PROBLEM DESCRIPTION>
In full and without alteration, give the listing again.
── STORED DATA
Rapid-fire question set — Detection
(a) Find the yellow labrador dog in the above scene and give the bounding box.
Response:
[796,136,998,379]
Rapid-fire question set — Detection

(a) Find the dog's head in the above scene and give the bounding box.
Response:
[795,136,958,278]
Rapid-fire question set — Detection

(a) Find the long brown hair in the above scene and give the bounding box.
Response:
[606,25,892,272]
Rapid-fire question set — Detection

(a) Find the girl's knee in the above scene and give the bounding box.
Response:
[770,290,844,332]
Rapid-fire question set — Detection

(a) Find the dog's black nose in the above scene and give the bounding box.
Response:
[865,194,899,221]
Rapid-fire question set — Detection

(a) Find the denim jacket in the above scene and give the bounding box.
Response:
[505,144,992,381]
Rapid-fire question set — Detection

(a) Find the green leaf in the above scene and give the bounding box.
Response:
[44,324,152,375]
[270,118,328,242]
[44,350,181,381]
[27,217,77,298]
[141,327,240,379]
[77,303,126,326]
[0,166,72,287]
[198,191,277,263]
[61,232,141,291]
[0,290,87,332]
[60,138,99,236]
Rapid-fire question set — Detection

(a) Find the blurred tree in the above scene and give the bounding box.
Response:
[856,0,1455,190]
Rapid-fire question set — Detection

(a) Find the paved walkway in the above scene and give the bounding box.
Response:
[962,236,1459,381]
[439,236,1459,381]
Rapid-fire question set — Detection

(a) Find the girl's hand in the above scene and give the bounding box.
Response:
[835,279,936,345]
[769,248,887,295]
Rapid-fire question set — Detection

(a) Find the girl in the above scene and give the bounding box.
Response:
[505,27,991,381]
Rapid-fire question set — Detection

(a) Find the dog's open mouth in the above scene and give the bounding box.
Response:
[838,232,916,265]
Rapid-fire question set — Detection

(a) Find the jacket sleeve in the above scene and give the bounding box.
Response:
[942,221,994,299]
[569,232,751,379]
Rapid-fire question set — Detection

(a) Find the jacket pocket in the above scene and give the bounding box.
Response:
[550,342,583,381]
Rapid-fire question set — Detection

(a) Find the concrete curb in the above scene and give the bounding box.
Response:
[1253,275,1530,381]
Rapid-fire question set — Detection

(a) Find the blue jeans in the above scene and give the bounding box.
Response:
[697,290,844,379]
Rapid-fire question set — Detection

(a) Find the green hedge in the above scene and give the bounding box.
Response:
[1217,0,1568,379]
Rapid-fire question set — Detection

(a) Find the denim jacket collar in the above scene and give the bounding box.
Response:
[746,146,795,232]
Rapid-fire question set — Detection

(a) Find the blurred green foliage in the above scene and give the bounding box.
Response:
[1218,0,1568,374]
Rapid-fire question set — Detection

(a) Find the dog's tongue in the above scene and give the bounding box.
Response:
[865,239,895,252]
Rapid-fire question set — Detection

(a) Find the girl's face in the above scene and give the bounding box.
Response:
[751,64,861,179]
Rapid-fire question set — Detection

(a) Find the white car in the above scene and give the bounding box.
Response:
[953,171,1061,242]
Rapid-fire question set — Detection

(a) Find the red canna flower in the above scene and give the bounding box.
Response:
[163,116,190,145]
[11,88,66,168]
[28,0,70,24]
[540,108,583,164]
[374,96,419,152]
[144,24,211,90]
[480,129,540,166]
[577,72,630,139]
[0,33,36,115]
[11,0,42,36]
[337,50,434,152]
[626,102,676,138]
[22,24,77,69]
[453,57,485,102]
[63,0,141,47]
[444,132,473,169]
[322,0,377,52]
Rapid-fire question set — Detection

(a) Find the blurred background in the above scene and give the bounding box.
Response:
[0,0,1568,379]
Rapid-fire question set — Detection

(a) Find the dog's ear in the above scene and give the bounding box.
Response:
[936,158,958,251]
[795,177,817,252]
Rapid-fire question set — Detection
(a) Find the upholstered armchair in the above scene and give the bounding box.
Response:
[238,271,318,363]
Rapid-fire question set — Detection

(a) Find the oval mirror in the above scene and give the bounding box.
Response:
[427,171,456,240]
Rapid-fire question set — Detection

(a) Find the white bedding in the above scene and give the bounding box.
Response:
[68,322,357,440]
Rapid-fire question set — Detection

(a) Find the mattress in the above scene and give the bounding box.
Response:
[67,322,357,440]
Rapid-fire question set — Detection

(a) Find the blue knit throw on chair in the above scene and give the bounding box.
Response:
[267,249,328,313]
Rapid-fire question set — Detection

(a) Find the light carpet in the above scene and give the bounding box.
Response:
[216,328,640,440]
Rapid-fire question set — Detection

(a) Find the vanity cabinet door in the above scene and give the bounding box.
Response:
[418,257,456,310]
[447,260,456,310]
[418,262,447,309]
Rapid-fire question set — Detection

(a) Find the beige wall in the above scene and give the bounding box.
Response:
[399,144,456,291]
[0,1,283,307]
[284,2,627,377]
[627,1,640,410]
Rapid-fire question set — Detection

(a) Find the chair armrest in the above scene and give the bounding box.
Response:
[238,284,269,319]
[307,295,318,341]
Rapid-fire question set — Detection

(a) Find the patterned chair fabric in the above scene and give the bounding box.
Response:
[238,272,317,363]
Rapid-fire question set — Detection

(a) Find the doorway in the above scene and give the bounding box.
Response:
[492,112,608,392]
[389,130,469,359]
────
CORRECT RESULT>
Rapid-fire question set — Detection
(a) Find the yellow labrador dog in the above scene and give the bounding box.
Response:
[796,136,998,379]
Rapid-fire question set — Detection

(a) Find the dog's head in the above scene and give the bounding box.
Response:
[795,136,958,278]
Rapid-fire question set — Detection

(a) Find the long brown hair in the above scene and give the bounding box.
Response:
[606,25,892,272]
Rapid-fire question set — Detection

(a) Find the girl's knee in the above scene and give the bounding box.
Response:
[770,290,844,332]
Rapid-fire question set — Detection

(a) Find the dog's black nose in the above scene and give the bounding box.
Response:
[865,194,899,221]
Rapid-fire question set — Detection

(a) Find the denim jacket in the above scene and give the bounding box.
Response:
[505,144,992,381]
Rapid-fire question set — Detection

(a) Find the green leaf in the above scene and give the bounding box.
Response:
[44,324,152,375]
[270,118,328,242]
[44,350,181,381]
[27,217,77,298]
[141,327,240,379]
[77,303,126,326]
[0,166,72,287]
[198,191,277,263]
[61,232,141,291]
[0,290,87,332]
[60,138,99,236]
Rapid-fire question set — Detection

(a) Find the blurred tree in the above scene and give the bounding box.
Response:
[856,0,1455,190]
Rapid-fire question set — Detection

(a) Find the paved walkway in the above scene and give the bounding box.
Response:
[962,236,1459,381]
[439,236,1459,381]
Rapid-fire question set — Detection

(a) Find the girl's hand in the above scene and give the bounding box.
Response:
[835,279,936,345]
[769,248,887,295]
Rapid-fire question set — Detection

(a) Find the girl in the above scene and give the bounding box.
Response:
[505,27,991,381]
Rapid-fire question set — Detection

(a) Find the dog's open mouth in the above scene and give the bounding box.
Response:
[838,232,916,265]
Rapid-fire question set — Detection

(a) Find the jacket sleeve in the above scene and give the bounding box.
Response:
[942,221,994,299]
[569,232,751,379]
Rapid-fire question set — Detection

(a) Find the jacket pocket in the above scene and give the bounding box.
Response:
[550,342,583,381]
Rapid-fire question set — Detection

(a) Find the concrete curb in the above scene and give the bounding box.
Response:
[1253,275,1530,381]
Rapid-fire question set — Detection

(a) Find the blue jeans in the above scene and give the bounding box.
Response:
[697,290,844,379]
Rapid-fire question set — Detection

(a) Find the green hedge in the above scene and give the bounding box.
Response:
[1217,0,1568,379]
Rapid-fire question set — Detection

(a) Find the denim jacket collar in the above scene and give the bounding box.
Response:
[746,146,795,232]
Rapid-fire question set — Detection

(a) Find the blurred green foliage in the above scene and give the bounding box.
Response:
[1218,0,1568,374]
Rapid-fire question set — Detection

(a) Find the dog's tongue in the above scene and give the bounding box.
Response:
[865,239,895,252]
Rapid-fire question set — Detection

(a) Find the girl's face in the above scene and give the bounding box.
Response:
[751,64,861,179]
Rapid-fire question set — Detection

(a) Find the white car in the above scene and give the bounding box.
Response:
[953,171,1061,242]
Rapid-fire question set — Detection

(a) Find the red canna flower in the above scene and give the bounding box.
Response:
[163,116,190,145]
[11,88,66,168]
[28,0,70,24]
[540,108,583,164]
[374,96,419,152]
[144,24,211,90]
[480,129,540,166]
[577,72,630,139]
[0,33,36,115]
[11,0,42,36]
[337,50,434,152]
[626,102,676,138]
[22,24,77,69]
[453,57,485,102]
[63,0,141,47]
[444,132,473,169]
[322,0,377,52]
Rapid-fire question set — Detection

(a) Find the blurred background in the above scene and give the bounding box.
Response:
[0,0,1568,379]
Rapid-fire question set — Detection

(a) Find the dog's ear in the above scene and give the bounding box.
Response:
[936,158,958,251]
[795,177,817,252]
Rapid-fire question set — Detection
(a) Find the upholstered armchair in the above scene and give the bounding box.
Response:
[238,271,318,363]
Rapid-fire question set — Detection

(a) Find the oval mirror in the above scene and give the bounding box.
Response:
[427,171,456,240]
Rapid-fire question set — Detection

(a) Find the white bedding in the above scene and give the bounding box.
Response:
[68,322,357,440]
Rapid-fire question set — Detection

(a) Find the mattress in the above scene and give the bounding box.
Response:
[67,322,357,440]
Rapid-fire question set — Detection

(a) Find the blue knit throw on chair in the above scene and give the bounding box.
Response:
[267,249,328,313]
Rapid-fire question set — Detection

(a) Find the light carpet in the above scene and give the bounding box.
Response:
[216,328,640,440]
Rapid-fire question set — Detection

(a) Find the vanity cabinet door in the above scene and give the bounding box.
Response:
[418,257,456,310]
[447,260,456,310]
[418,262,447,309]
Rapid-fire question set — Detection

(a) Find the beige wall in the above scene and give the bounding box.
Response:
[399,144,456,291]
[0,1,283,307]
[284,2,627,377]
[627,1,640,410]
Rapid-fire question set — Detection

(a) Find the chair armrest in the above scene and give the bounding box.
Response:
[238,284,269,319]
[307,295,318,341]
Rapid-fire question set — Detection

(a) Find the patterned chair fabric in the above scene and give the bounding box.
Response:
[238,272,317,363]
Rapid-fire question set — Detection

(a) Find the doorway in the above scene and give the bounding box.
Response:
[492,112,608,392]
[389,130,469,359]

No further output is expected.